PROBLEMS TO SOLVE |
A. According to the nuclear clean-up article, in what year was the Inter-parliamentary Working Group established?
B. Retype everything from "After a long" down to "have been reached." in the nuclear clean-up article, without any changes.

After a long fight between European and Russian officials over the taxes and liabilities surrounding nuclear clean-up in Russia's Northwest, an agreement seems finally to have been reached.
A landmark agreement negotiated by donor countries — called the Multilateral Nuclear Environmental Programme for Russia, or MNEPR — is signed May 21st in Stockholm and will release as a first step 62m in ecological funding to clean up Russia’s Northwest of spent nuclear fuel and radioactive waste generated as a result of the Russian nuclear submarine fleet operation in the area.
The Bellona Foundation views Wednesday’s singing ceremony in the Swedish capitol as a major step forward for Russia and its European partners to tackle enviroproblems. Bellona has been instrumental in advocating for MNEPR and drawing political attention from the European Parliament and the Russian Duma to navigate some of the treaty’s sticking points through the Inter-parliamentary Working Group established back in 1998.
The agreement will pave the way for projects in management of radioactive waste and spent nuclear fuel from Northern Fleet nuclear submarines, as well as heightening safety measures at Leningrad and Kola nuclear power plants.

PROVIDED INFORMATION |
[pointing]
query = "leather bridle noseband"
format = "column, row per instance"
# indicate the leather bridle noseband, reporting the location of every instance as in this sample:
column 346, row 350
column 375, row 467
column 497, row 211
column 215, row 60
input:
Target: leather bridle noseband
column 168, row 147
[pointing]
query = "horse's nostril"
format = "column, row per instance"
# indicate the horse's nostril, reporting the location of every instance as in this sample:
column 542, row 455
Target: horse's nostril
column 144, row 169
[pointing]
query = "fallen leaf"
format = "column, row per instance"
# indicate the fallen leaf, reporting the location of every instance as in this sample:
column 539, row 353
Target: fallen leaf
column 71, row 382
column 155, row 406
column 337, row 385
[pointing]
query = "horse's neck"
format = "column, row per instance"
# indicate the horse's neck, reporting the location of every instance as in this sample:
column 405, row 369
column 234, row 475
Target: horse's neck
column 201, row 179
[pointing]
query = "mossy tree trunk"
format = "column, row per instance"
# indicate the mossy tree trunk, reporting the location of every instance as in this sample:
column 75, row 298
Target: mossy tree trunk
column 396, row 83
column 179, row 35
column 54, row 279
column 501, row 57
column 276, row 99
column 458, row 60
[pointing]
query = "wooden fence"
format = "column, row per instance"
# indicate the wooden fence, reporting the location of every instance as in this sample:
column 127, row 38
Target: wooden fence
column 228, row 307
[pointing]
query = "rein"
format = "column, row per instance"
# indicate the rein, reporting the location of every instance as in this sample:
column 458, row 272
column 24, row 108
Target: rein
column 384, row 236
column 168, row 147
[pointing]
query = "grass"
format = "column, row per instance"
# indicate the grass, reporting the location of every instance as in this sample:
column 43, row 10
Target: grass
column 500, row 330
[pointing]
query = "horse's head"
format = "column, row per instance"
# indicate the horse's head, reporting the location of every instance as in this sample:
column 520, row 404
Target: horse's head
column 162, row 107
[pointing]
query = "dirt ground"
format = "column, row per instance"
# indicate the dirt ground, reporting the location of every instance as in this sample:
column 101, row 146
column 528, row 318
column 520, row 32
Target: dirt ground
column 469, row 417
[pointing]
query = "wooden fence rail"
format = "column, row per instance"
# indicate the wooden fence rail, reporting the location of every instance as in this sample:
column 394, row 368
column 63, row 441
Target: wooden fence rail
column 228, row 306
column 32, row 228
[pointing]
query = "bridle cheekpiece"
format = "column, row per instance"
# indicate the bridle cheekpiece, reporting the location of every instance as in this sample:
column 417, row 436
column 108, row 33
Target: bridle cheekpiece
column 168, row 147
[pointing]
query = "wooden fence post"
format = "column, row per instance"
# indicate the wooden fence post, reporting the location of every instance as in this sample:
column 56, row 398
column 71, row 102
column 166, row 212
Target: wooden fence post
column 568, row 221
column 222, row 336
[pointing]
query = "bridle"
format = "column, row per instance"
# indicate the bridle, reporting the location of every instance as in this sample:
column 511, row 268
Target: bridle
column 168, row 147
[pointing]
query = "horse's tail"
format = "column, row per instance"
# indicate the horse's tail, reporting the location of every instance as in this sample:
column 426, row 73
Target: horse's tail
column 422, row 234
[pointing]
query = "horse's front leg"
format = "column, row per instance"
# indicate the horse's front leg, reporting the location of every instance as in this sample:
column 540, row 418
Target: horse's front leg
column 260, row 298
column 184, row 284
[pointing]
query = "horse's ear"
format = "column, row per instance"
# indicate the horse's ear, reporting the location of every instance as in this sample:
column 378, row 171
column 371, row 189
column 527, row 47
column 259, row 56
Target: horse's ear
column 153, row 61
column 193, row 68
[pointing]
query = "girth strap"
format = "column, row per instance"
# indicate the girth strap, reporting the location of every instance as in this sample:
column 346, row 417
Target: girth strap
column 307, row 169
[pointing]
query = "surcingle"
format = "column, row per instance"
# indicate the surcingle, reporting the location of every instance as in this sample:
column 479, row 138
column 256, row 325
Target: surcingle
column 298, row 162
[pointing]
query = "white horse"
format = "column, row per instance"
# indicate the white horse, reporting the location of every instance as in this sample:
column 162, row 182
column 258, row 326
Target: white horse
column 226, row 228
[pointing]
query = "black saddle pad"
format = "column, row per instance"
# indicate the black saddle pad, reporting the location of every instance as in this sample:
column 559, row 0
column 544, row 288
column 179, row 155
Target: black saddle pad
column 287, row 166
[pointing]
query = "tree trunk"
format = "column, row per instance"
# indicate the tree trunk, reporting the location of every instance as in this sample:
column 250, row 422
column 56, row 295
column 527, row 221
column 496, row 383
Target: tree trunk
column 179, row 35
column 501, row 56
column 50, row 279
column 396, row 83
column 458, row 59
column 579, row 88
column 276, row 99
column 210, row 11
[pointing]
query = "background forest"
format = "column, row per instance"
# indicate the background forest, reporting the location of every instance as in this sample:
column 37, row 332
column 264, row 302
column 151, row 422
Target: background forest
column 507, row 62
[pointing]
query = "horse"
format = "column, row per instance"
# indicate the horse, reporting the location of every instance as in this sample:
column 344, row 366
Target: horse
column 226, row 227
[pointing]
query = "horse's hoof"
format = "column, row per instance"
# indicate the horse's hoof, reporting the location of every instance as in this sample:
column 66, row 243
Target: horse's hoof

EXPECTED RESULTS |
A. 1998

B.
After a long fight between European and Russian officials over the taxes and liabilities surrounding nuclear clean-up in Russia's Northwest, an agreement seems finally to have been reached.